**How to complete this task:**
Reproduce the passage from the post on Google Ngrams, starting at "Here are a few" and ending at "literature going forward.".

**Quoted passage:**
<<<<
Google Ngrams are Pithy

I just learned (via The New York Times) of a new Google tool that allows the curious person to type in a word or phrase and see how often that term is mentioned in over 5.2 million books over the past 500 years. The Google Ngram tool draws from 500 billion words contained in books published between 1500 and 2008 in English, French, Spanish, German, Chinese and Russian.

If every picture tells a story, then perhaps we can intuit some knowledge from this incredible graphing tool, the analytical powers of which would have been unthinkable only a few years ago. Of course lines on a graph are just data, and exercises in interpretation can be creative, manipulative, dull or brilliant. ┬áThat’s why it could be fun.

Here are a few I came up with:

This week the Congressional passage of a bill to extend Bush-era tax cuts was big news. Obama’s health care legislation passed earlier this year remains in limbo as judicial challenges and a Republican Senate gear up to attack. How do the terms “tax cuts, medicare, and medicaid” stack up in terms of their prevalence in our written discourse over the last 100 years?

Does the hive conscience since the 1960’s have a greater appetite for money in one’s own pocket than concerns about health welfare?

Here’s another. Searching for “diabetes, obesity” yielded predictable curves:

Obesity and diabetes are signs of the times, and will only take up more of our collective literature going forward.
>>>>
**Supplied records:**
<<<<
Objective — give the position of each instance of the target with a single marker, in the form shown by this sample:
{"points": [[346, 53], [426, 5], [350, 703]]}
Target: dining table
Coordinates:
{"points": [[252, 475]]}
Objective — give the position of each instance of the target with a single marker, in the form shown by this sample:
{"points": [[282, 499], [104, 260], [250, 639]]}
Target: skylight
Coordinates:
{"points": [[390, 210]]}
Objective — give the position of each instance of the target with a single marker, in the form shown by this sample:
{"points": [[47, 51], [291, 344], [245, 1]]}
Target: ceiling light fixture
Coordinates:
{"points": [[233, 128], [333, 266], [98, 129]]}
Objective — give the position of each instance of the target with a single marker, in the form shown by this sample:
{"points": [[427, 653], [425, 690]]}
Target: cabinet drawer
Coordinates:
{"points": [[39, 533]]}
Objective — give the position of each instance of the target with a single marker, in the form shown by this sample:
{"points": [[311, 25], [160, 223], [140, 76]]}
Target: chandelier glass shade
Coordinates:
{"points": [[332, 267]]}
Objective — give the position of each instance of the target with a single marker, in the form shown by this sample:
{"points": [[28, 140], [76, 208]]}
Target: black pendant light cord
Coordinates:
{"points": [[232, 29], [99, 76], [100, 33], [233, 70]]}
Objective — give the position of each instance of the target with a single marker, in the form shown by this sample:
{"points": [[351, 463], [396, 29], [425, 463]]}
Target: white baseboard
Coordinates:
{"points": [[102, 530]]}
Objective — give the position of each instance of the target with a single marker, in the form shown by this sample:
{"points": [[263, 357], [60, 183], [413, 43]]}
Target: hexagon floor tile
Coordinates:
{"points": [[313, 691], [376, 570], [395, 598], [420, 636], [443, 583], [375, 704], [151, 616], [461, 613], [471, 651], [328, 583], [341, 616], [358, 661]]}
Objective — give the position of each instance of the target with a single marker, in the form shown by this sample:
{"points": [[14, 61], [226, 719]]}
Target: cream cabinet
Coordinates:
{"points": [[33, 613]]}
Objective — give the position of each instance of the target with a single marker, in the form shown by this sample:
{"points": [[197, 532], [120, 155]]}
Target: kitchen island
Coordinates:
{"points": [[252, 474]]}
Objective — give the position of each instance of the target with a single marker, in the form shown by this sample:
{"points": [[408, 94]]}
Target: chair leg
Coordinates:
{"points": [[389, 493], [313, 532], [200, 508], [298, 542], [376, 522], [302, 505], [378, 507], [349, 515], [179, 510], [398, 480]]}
>>>>
**Answer section:**
Here are a few I came up with:

This week the Congressional passage of a bill to extend Bush-era tax cuts was big news. Obama’s health care legislation passed earlier this year remains in limbo as judicial challenges and a Republican Senate gear up to attack. How do the terms “tax cuts, medicare, and medicaid” stack up in terms of their prevalence in our written discourse over the last 100 years?

Does the hive conscience since the 1960’s have a greater appetite for money in one’s own pocket than concerns about health welfare?

Here’s another. Searching for “diabetes, obesity” yielded predictable curves:

Obesity and diabetes are signs of the times, and will only take up more of our collective literature going forward.